> [What is asked]:
Locate each line below that contains the word "tree" and copy those lines. Case counts.

> [Provided entries]:
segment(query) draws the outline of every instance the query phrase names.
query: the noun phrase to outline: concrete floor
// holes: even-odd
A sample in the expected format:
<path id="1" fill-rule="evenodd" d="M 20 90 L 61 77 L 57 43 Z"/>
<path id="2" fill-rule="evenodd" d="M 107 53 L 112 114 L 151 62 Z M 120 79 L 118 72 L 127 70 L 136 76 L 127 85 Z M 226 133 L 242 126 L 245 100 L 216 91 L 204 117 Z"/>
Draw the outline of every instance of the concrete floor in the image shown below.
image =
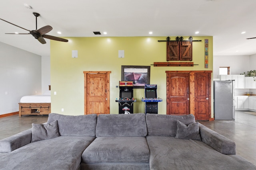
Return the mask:
<path id="1" fill-rule="evenodd" d="M 0 140 L 47 121 L 47 115 L 18 115 L 0 118 Z M 236 154 L 256 165 L 256 115 L 236 111 L 235 121 L 200 121 L 236 143 Z"/>

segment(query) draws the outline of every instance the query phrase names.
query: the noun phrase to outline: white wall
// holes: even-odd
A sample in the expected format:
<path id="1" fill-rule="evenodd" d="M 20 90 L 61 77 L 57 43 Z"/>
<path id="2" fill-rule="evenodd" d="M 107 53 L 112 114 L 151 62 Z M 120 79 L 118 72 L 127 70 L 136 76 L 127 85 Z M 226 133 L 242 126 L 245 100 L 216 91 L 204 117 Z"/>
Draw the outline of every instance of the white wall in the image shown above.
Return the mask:
<path id="1" fill-rule="evenodd" d="M 0 115 L 18 111 L 22 96 L 41 93 L 41 56 L 0 42 Z"/>
<path id="2" fill-rule="evenodd" d="M 50 58 L 50 56 L 42 57 L 42 92 L 49 90 L 51 85 Z"/>
<path id="3" fill-rule="evenodd" d="M 248 71 L 254 70 L 256 70 L 256 54 L 250 56 L 250 69 Z M 256 94 L 256 89 L 250 89 L 250 92 Z"/>
<path id="4" fill-rule="evenodd" d="M 250 63 L 250 57 L 248 55 L 214 56 L 213 78 L 216 78 L 219 74 L 220 66 L 230 67 L 230 74 L 240 74 L 248 70 Z"/>
<path id="5" fill-rule="evenodd" d="M 219 75 L 220 66 L 229 66 L 230 74 L 240 74 L 247 71 L 256 70 L 256 54 L 250 56 L 214 56 L 213 78 Z M 245 94 L 246 92 L 256 94 L 256 89 L 236 89 L 236 95 Z"/>

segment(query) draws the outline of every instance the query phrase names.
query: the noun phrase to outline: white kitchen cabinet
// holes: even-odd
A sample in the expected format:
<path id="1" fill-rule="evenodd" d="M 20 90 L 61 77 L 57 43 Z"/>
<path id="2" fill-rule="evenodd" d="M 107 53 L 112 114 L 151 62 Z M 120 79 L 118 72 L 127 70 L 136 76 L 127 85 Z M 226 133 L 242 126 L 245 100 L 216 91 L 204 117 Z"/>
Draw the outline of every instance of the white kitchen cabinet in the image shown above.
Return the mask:
<path id="1" fill-rule="evenodd" d="M 244 96 L 237 96 L 236 99 L 236 108 L 244 109 Z"/>
<path id="2" fill-rule="evenodd" d="M 244 109 L 248 109 L 249 107 L 249 97 L 244 96 Z"/>
<path id="3" fill-rule="evenodd" d="M 244 88 L 244 75 L 218 75 L 220 80 L 235 80 L 235 88 Z"/>
<path id="4" fill-rule="evenodd" d="M 256 88 L 255 77 L 245 77 L 244 78 L 244 88 Z"/>
<path id="5" fill-rule="evenodd" d="M 248 97 L 245 96 L 236 96 L 235 100 L 235 102 L 236 105 L 235 108 L 237 109 L 248 109 L 249 104 Z"/>
<path id="6" fill-rule="evenodd" d="M 256 96 L 249 97 L 249 109 L 252 110 L 256 110 Z"/>

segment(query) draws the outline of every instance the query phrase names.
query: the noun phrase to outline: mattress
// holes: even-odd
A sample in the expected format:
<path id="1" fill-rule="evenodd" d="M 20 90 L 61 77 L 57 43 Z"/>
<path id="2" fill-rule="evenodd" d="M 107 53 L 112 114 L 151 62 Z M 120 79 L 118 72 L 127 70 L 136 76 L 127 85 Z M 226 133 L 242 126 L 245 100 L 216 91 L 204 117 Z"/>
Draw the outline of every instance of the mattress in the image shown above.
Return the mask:
<path id="1" fill-rule="evenodd" d="M 50 91 L 40 95 L 24 96 L 20 99 L 20 103 L 51 103 Z"/>

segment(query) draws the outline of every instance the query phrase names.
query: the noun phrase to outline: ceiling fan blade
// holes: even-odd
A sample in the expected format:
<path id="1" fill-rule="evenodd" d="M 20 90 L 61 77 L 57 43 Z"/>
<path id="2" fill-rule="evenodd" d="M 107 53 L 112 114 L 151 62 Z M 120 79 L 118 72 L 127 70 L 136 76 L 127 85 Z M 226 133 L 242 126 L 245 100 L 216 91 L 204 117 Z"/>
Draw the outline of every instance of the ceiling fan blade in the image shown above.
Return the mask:
<path id="1" fill-rule="evenodd" d="M 59 41 L 62 42 L 68 42 L 68 40 L 67 39 L 64 39 L 64 38 L 60 38 L 59 37 L 54 37 L 54 36 L 49 35 L 43 35 L 42 37 L 44 38 L 47 38 L 48 39 L 52 39 L 53 40 L 58 41 Z"/>
<path id="2" fill-rule="evenodd" d="M 30 33 L 5 33 L 5 34 L 30 34 Z"/>
<path id="3" fill-rule="evenodd" d="M 26 29 L 26 28 L 22 28 L 22 27 L 20 27 L 20 26 L 18 26 L 18 25 L 15 25 L 15 24 L 14 24 L 14 23 L 10 23 L 10 22 L 8 21 L 6 21 L 6 20 L 3 20 L 2 19 L 1 19 L 1 18 L 0 18 L 0 20 L 2 20 L 2 21 L 5 21 L 5 22 L 8 22 L 8 23 L 10 23 L 10 24 L 12 24 L 12 25 L 14 25 L 14 26 L 16 26 L 18 27 L 20 27 L 20 28 L 22 28 L 22 29 L 25 29 L 25 30 L 27 30 L 27 31 L 30 31 L 30 30 L 29 30 L 28 29 Z"/>
<path id="4" fill-rule="evenodd" d="M 43 27 L 39 29 L 38 29 L 38 32 L 40 33 L 40 34 L 43 35 L 46 33 L 50 32 L 52 29 L 52 27 L 50 25 L 46 25 L 44 27 Z"/>
<path id="5" fill-rule="evenodd" d="M 253 38 L 246 38 L 246 39 L 253 39 L 254 38 L 256 38 L 256 37 L 254 37 Z"/>
<path id="6" fill-rule="evenodd" d="M 44 38 L 42 37 L 40 37 L 37 39 L 40 42 L 43 44 L 46 44 L 46 41 L 44 39 Z"/>

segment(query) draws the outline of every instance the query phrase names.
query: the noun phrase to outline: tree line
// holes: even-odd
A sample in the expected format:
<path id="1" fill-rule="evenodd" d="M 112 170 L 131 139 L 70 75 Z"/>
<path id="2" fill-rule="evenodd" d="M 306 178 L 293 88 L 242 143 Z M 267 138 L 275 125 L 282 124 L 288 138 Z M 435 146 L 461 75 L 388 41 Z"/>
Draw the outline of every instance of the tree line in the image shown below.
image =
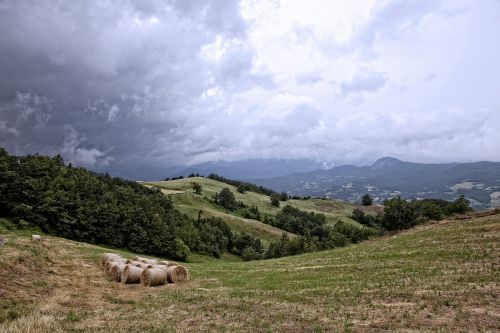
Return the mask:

> [Exercise output]:
query: the noun phrase to outline: tree line
Draw the outline of every instance of the tree line in the image shown below.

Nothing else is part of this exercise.